In the Greco Roman world of the 1st century of the Common Era, the relationship between men and women was a matter of law and men by law were more fully human than women.  Divorce laws served the interests of men and impoverished women and children.   Across the Gospel of Mark, Jesus enacts and calls his followers toward the alternative and transforming vision of the Reign of God.  In the Gospel of Mark, Jesus listens to a father and a mother who plead for the life and healing of their daughters.  Jesus raises up the charity of a marginalized widow and admonishes members of society to honor her and take care of her.  The woman with a hemorrhage actively seeks out healing and the Syrophoenician woman challenges Jesus and unjust social conditions.  It is a woman who anoints and announces Jesus as the Messiah.  And it is women who bear witness to the reality of the death of Jesus on the cross.  Taken literally and out of context, Jesus teachings on divorce have been used as a justification for commandments and laws that facilitate the oppression of women and children.  But read in the context of Mark’s larger story, Jesus’ teachings on divorce—punctuated by his embrace of a child and his proclamations of the Reign of God—are a declaration of the full humanity of women and children.  “’Let the little children come to me: do not stop them.  It is to just such as these that the reign of God belongs.  The truth is whoever does not welcome the Reign of God as a little child will not enter it.’  And Jesus took the children in his arms and blessed them, laying his hands on them.”

For the author of the Gospel of Mark, the Reign of God is not just a future hope; it is a present demand.  It arrives not because Pharisees or disciples negotiate and follow commandments about divorce but because Jesus takes a child into his arms.  The Reign of God arrives as women and children take their place as the center of human concern.  In today’s gospel, Jesus challenges his followers to take a stand for the least of these; for women who are scandalized, for the prostitute, for the widow, for those who are hungry and sick and for the children who depend on them.

COLLECTED DATA
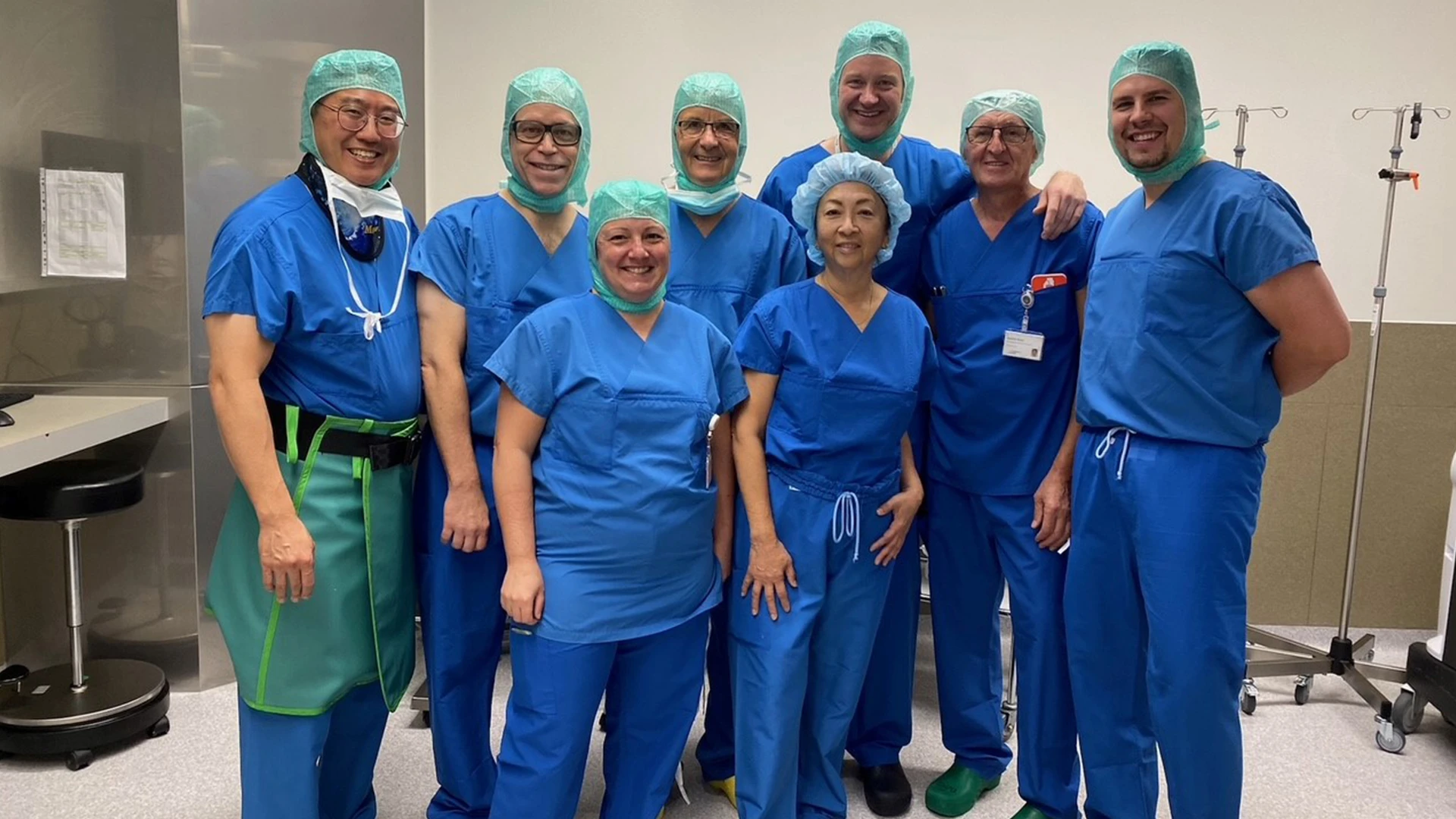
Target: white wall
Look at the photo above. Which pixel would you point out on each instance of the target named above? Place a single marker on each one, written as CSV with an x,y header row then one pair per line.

TASK LIST
1: Translate this sentence from the passage on the Gospel of Mark into Spanish: "It is a woman who anoints and announces Jesus as the Messiah."
2: Echo the passage on the Gospel of Mark word for word, from "For the author" up to and including "depend on them.".
3: In the passage on the Gospel of Mark, who bears witness to the reality of Jesus' death on the cross?

IN RESPONSE
1: Es una mujer quien unge y anuncia a Jesús como el Mesías.

2:
For the author of the Gospel of Mark, the Reign of God is not just a future hope; it is a present demand.  It arrives not because Pharisees or disciples negotiate and follow commandments about divorce but because Jesus takes a child into his arms.  The Reign of God arrives as women and children take their place as the center of human concern.  In today’s gospel, Jesus challenges his followers to take a stand for the least of these; for women who are scandalized, for the prostitute, for the widow, for those who are hungry and sick and for the children who depend on them.

3: Women bear witness to it.